Return the entries below precisely, omitting nothing.

▸ Supplied records
--

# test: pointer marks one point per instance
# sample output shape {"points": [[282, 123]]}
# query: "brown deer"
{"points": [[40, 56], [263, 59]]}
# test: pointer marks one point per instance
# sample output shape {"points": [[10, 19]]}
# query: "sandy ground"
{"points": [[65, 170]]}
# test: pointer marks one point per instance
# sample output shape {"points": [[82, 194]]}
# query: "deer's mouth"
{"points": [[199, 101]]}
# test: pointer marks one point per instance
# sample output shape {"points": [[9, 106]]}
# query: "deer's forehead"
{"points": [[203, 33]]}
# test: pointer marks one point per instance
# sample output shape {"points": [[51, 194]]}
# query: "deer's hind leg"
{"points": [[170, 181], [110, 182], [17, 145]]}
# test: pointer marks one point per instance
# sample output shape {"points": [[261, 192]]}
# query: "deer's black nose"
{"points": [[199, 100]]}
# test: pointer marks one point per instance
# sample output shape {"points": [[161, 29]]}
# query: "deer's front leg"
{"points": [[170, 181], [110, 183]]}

--

▸ Result for this exercise
# test: pointer marks one point per instance
# sample output shape {"points": [[282, 123]]}
# query: "brown deer"
{"points": [[40, 56], [263, 59]]}
# test: pointer marks one point per instance
# sample output shape {"points": [[10, 19]]}
# query: "sandy ground"
{"points": [[65, 170]]}
# test: pointer marks one point per instance
# sample output shape {"points": [[82, 194]]}
# query: "deer's mouth"
{"points": [[199, 101]]}
# test: pointer marks one point per instance
# sample output shape {"points": [[9, 106]]}
# query: "deer's forehead"
{"points": [[203, 33]]}
# test: pointer marks one point per instance
# sample output shape {"points": [[51, 194]]}
# query: "deer's hind leg"
{"points": [[170, 181], [110, 182], [17, 145]]}
# test: pointer marks one point per instance
# sample output shape {"points": [[261, 192]]}
# query: "deer's black nose"
{"points": [[199, 100]]}
# test: pointer marks one point per instance
# sample output shape {"points": [[161, 29]]}
# query: "deer's front leg"
{"points": [[170, 181], [110, 183]]}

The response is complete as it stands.